Short problem ▸
Rewrite the data from its first line through the line containing "[[465, 240], [597, 377], [565, 247], [444, 239]]", raising each answer coordinate by 4 and keeping every other number unchanged. Leave the pictures out.

Input data ▸
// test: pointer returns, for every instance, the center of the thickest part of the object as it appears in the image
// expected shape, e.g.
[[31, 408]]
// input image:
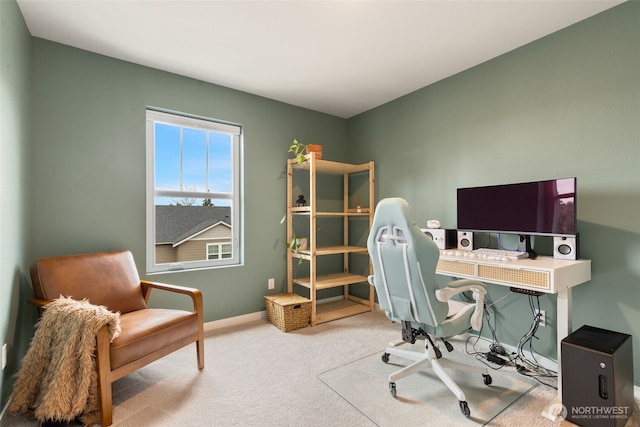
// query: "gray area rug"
[[422, 398]]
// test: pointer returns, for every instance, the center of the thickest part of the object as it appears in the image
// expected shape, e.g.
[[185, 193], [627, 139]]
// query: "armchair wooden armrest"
[[195, 294]]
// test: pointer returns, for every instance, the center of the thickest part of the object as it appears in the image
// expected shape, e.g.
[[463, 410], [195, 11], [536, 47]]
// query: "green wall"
[[16, 320], [565, 105]]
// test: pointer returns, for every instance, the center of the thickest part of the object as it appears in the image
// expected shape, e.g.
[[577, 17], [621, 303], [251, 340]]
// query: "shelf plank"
[[331, 280], [306, 210], [327, 166], [333, 250], [326, 312]]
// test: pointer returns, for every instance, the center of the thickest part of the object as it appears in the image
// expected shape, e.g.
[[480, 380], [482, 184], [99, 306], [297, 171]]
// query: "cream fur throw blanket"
[[57, 380]]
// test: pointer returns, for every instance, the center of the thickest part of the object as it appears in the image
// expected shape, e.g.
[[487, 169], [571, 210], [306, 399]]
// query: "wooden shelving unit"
[[312, 169]]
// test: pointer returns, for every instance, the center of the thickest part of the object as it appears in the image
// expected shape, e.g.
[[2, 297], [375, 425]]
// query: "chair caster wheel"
[[464, 407], [392, 389]]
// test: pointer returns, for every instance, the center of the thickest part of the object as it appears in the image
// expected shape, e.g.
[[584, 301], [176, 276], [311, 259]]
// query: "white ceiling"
[[340, 57]]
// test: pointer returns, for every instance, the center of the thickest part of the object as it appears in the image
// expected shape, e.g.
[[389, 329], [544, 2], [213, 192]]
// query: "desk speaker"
[[465, 240], [597, 377], [565, 247], [444, 239]]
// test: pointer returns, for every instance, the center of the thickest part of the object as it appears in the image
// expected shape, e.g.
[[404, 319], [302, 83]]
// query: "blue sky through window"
[[190, 159]]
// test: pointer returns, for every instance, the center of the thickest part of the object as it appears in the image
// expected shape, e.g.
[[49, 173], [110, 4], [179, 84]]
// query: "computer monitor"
[[529, 208]]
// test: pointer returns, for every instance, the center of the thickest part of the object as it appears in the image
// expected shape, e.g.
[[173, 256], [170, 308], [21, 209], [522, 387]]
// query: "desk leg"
[[563, 307], [563, 328]]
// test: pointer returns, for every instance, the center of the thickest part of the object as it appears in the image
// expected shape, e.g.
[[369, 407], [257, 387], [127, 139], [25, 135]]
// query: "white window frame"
[[178, 119]]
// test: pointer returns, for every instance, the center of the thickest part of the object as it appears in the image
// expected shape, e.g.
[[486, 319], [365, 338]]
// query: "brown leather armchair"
[[147, 334]]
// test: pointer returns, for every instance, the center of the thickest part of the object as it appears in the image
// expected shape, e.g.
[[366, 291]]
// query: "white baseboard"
[[234, 321]]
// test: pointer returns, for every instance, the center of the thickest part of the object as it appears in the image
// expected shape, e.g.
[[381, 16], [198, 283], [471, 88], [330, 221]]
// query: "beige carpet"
[[422, 399], [256, 375]]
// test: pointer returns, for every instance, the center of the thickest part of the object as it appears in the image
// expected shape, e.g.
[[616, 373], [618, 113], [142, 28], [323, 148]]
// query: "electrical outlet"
[[542, 320], [4, 356]]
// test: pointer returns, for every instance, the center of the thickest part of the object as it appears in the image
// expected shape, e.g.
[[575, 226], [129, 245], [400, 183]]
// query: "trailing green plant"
[[298, 150], [294, 244]]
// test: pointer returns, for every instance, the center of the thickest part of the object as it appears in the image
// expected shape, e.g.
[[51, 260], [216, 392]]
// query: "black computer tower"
[[597, 377]]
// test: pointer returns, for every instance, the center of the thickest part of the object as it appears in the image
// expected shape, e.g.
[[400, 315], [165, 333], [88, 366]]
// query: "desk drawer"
[[457, 268], [536, 279]]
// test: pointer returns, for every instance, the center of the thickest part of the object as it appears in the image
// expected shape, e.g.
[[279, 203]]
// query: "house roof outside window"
[[177, 224]]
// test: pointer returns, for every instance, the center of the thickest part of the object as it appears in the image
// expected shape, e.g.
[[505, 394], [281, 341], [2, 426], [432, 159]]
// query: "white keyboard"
[[499, 254], [488, 254]]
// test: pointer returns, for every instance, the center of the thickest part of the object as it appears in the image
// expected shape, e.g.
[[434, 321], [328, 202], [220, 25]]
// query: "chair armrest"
[[39, 303], [459, 286], [195, 294]]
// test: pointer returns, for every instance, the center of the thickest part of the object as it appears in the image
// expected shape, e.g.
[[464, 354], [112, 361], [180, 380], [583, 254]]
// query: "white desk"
[[544, 274]]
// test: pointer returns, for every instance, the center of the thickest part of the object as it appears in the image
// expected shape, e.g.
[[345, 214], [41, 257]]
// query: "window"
[[218, 250], [193, 192]]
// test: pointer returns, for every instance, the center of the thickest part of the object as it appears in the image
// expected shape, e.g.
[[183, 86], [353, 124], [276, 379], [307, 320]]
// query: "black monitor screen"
[[541, 207]]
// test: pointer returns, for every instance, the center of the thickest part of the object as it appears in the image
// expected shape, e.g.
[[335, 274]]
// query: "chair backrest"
[[404, 263], [106, 278]]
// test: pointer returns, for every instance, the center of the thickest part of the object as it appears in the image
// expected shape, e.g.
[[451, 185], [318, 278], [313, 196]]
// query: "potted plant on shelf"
[[299, 149]]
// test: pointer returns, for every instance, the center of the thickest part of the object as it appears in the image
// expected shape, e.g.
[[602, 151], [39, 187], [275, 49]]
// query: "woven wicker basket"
[[288, 311]]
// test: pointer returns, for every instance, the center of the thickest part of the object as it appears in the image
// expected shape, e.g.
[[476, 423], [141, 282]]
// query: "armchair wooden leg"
[[103, 366], [200, 349]]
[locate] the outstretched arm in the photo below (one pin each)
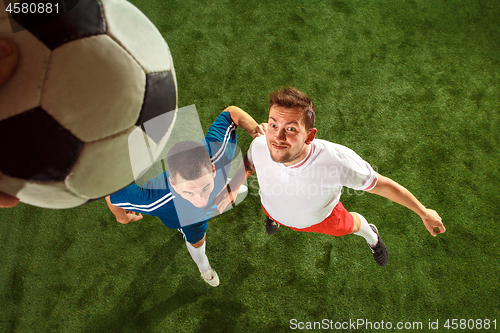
(123, 216)
(245, 121)
(391, 190)
(227, 196)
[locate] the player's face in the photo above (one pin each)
(287, 137)
(195, 191)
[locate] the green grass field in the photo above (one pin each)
(412, 86)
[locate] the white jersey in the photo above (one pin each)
(305, 193)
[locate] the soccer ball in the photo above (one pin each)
(88, 76)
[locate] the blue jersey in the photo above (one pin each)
(157, 199)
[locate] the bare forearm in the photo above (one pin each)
(242, 119)
(244, 171)
(119, 213)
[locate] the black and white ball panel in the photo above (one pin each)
(30, 74)
(85, 81)
(35, 136)
(110, 104)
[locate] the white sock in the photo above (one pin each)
(366, 232)
(199, 256)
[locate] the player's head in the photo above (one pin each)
(191, 172)
(291, 125)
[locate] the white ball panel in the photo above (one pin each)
(41, 194)
(93, 88)
(103, 167)
(23, 90)
(141, 39)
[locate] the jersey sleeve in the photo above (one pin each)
(357, 173)
(221, 140)
(135, 197)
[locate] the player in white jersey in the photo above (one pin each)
(301, 177)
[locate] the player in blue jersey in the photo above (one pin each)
(185, 196)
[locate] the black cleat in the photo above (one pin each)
(379, 250)
(271, 226)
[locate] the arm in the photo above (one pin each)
(245, 121)
(123, 216)
(226, 197)
(391, 190)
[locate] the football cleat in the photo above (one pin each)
(211, 277)
(379, 250)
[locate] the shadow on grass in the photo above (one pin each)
(127, 315)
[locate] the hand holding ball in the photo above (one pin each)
(85, 80)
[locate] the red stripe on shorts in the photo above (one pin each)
(339, 223)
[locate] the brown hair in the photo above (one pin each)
(188, 159)
(293, 98)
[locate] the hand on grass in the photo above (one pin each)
(433, 223)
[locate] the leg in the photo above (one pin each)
(196, 243)
(370, 233)
(363, 229)
(197, 251)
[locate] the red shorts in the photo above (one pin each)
(339, 223)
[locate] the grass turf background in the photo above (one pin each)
(412, 86)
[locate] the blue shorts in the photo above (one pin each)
(195, 232)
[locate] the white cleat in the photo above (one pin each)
(211, 277)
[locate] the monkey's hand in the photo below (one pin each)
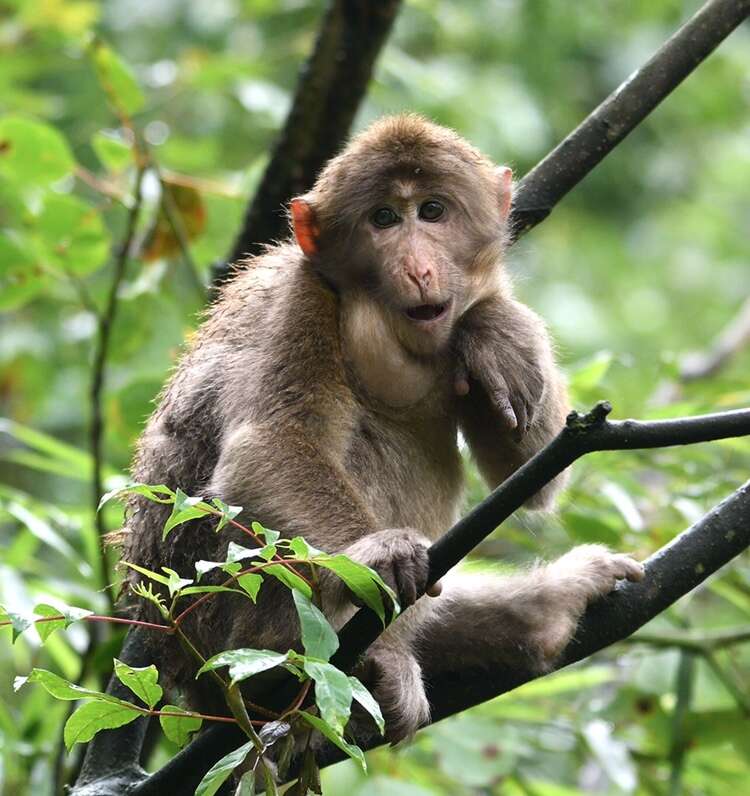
(503, 349)
(399, 556)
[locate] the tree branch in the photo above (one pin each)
(329, 91)
(602, 130)
(670, 573)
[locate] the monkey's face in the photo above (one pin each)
(413, 216)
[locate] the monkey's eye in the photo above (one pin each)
(384, 217)
(431, 210)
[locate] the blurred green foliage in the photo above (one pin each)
(642, 263)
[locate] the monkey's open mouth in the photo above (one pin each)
(426, 312)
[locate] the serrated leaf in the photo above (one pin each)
(175, 582)
(163, 579)
(18, 622)
(290, 579)
(363, 581)
(368, 702)
(353, 751)
(158, 493)
(244, 663)
(227, 512)
(21, 278)
(302, 549)
(179, 728)
(141, 681)
(208, 590)
(68, 615)
(116, 78)
(270, 536)
(114, 152)
(251, 583)
(60, 688)
(318, 637)
(91, 717)
(33, 152)
(237, 552)
(185, 508)
(183, 205)
(246, 786)
(201, 567)
(333, 693)
(218, 774)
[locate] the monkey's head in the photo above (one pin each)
(414, 216)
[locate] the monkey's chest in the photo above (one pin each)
(409, 473)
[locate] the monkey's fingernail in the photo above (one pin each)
(461, 387)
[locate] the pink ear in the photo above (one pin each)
(505, 178)
(305, 228)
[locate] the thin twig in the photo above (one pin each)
(104, 332)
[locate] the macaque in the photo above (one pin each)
(325, 391)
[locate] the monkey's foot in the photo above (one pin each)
(580, 577)
(395, 678)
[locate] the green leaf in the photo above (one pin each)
(364, 582)
(163, 579)
(318, 637)
(353, 751)
(368, 702)
(141, 681)
(219, 772)
(175, 582)
(208, 590)
(201, 567)
(270, 536)
(91, 717)
(116, 78)
(114, 152)
(251, 583)
(244, 663)
(289, 578)
(68, 455)
(73, 234)
(246, 786)
(18, 622)
(60, 688)
(68, 615)
(32, 152)
(588, 376)
(21, 278)
(157, 493)
(179, 728)
(227, 512)
(185, 508)
(333, 693)
(236, 552)
(302, 549)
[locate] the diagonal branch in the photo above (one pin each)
(628, 105)
(330, 89)
(670, 573)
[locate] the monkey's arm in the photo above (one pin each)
(517, 399)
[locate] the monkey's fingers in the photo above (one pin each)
(499, 394)
(461, 378)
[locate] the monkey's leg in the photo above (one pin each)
(522, 619)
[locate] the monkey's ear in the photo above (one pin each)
(505, 180)
(305, 226)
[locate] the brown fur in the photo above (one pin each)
(311, 399)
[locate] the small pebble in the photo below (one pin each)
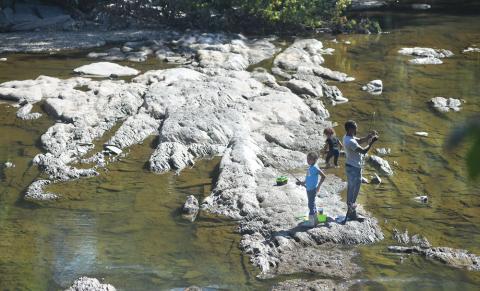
(421, 133)
(423, 198)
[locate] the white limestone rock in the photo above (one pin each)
(106, 69)
(374, 87)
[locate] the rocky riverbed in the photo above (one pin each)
(260, 104)
(212, 106)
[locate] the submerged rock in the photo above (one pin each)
(421, 6)
(9, 165)
(210, 109)
(383, 151)
(106, 69)
(306, 285)
(24, 112)
(421, 133)
(113, 149)
(376, 179)
(457, 258)
(89, 284)
(190, 208)
(426, 52)
(381, 164)
(471, 50)
(422, 198)
(426, 61)
(374, 87)
(426, 56)
(442, 104)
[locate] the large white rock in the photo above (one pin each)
(426, 56)
(106, 69)
(442, 104)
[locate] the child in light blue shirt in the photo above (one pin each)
(312, 185)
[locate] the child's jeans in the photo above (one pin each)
(312, 194)
(333, 153)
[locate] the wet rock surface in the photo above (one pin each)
(381, 165)
(374, 87)
(442, 104)
(426, 56)
(89, 284)
(35, 191)
(213, 106)
(106, 69)
(190, 208)
(313, 285)
(301, 64)
(417, 244)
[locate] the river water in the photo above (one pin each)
(124, 226)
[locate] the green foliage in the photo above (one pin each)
(204, 13)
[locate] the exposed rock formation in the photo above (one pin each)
(305, 285)
(419, 245)
(426, 56)
(381, 165)
(89, 284)
(106, 69)
(442, 104)
(374, 87)
(216, 107)
(35, 191)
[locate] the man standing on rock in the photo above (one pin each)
(354, 162)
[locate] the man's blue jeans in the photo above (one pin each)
(312, 194)
(354, 180)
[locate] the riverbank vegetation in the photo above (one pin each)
(254, 16)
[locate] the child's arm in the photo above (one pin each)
(322, 179)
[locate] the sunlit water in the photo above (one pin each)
(452, 215)
(124, 226)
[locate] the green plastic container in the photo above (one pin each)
(282, 180)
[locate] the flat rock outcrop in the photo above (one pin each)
(380, 164)
(106, 69)
(417, 244)
(214, 106)
(374, 87)
(426, 56)
(313, 285)
(89, 284)
(190, 208)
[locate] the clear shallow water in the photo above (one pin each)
(452, 216)
(124, 225)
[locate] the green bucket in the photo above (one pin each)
(282, 180)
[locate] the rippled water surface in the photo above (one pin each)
(452, 215)
(124, 225)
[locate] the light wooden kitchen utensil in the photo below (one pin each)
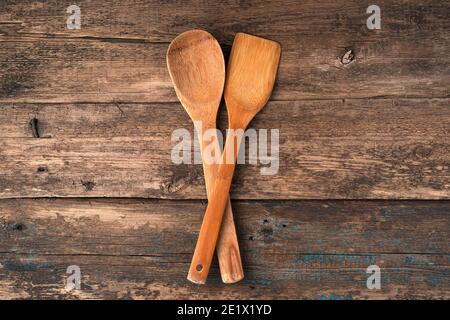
(197, 68)
(249, 82)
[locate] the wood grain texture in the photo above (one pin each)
(292, 249)
(118, 55)
(251, 74)
(328, 149)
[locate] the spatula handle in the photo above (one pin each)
(227, 244)
(209, 231)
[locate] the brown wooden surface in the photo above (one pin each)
(88, 113)
(119, 53)
(292, 249)
(379, 148)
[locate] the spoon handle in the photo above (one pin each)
(212, 220)
(227, 244)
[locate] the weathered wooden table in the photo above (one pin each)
(86, 179)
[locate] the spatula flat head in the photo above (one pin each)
(197, 68)
(251, 72)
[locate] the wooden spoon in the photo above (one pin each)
(197, 68)
(250, 78)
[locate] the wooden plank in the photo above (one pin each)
(355, 149)
(119, 54)
(134, 248)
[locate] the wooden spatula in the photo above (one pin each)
(197, 68)
(250, 78)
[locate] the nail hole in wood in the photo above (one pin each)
(34, 126)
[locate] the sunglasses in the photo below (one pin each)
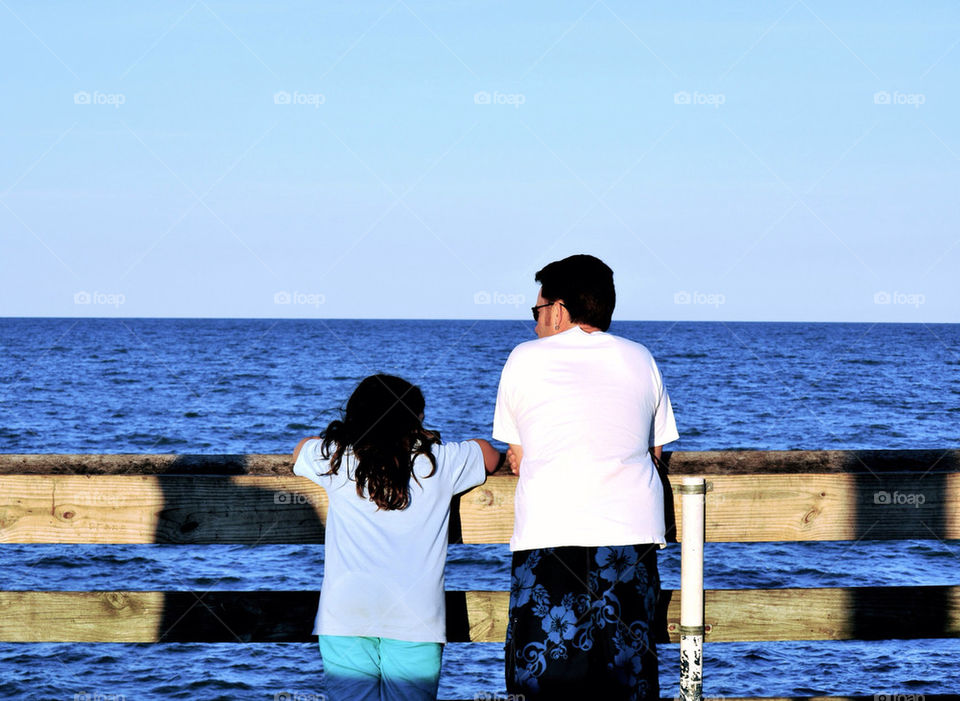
(536, 309)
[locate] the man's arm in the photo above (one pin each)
(656, 451)
(491, 456)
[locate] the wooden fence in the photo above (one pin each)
(752, 496)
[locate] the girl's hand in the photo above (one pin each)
(514, 456)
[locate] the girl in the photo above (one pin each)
(389, 481)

Written solution ▸
// test: pointer returns, for every instance, the center of the thickest part of the object as it appears in the image
// expected shape, e.g.
[[31, 408]]
// input image:
// query: "gray area rug"
[[426, 402]]
// test: pointer returns, for every instance, the center of the thickest part of the object as it appears in the image
// expected shape, e.g.
[[185, 193], [627, 139]]
// query: "armchair wooden armrest"
[[199, 298]]
// test: pointer returns, for every instance, the center of the thickest part of the object as it appears in the image
// expected shape, e.g.
[[463, 410], [195, 11], [536, 47]]
// query: "green wall"
[[20, 324], [569, 109]]
// test: pointer returns, for every instance, the center of the thickest part of the object as it appears in the image
// expected shape, e.g.
[[577, 17], [621, 303], [251, 340]]
// query: "shelf plank"
[[335, 284], [310, 214], [331, 170], [337, 254], [330, 316]]
// test: pointer returns, for every instance, the center of the thickest part of the object as it appears in the image
// expected shape, e.g.
[[480, 380], [482, 184], [99, 306], [297, 171]]
// query: "cream fur throw blanket"
[[61, 384]]
// test: pointer returns, for every instance, the center of the thickest part of the object as it appears in the image
// expected shape, e.g.
[[487, 169], [571, 210], [306, 399]]
// query: "wooden shelving unit"
[[316, 173]]
// test: pointer returns, for every instance, the center of the thickest part of the object as it appears in the image
// expected shape, e.g.
[[2, 297], [375, 425]]
// query: "chair caster wheel"
[[468, 411], [396, 393]]
// test: pointer returns, for every instance, the center of the thickest part of the object as it appears in the image
// expected shape, e.g.
[[584, 301], [176, 276], [311, 259]]
// query: "white ceiling"
[[344, 61]]
// test: pointer returns, for every instance, the center of the thickest part of the object as it appears in the image
// expected shape, e.g.
[[389, 329], [544, 2], [213, 192]]
// query: "desk speaker"
[[469, 244], [601, 381], [569, 251], [448, 243]]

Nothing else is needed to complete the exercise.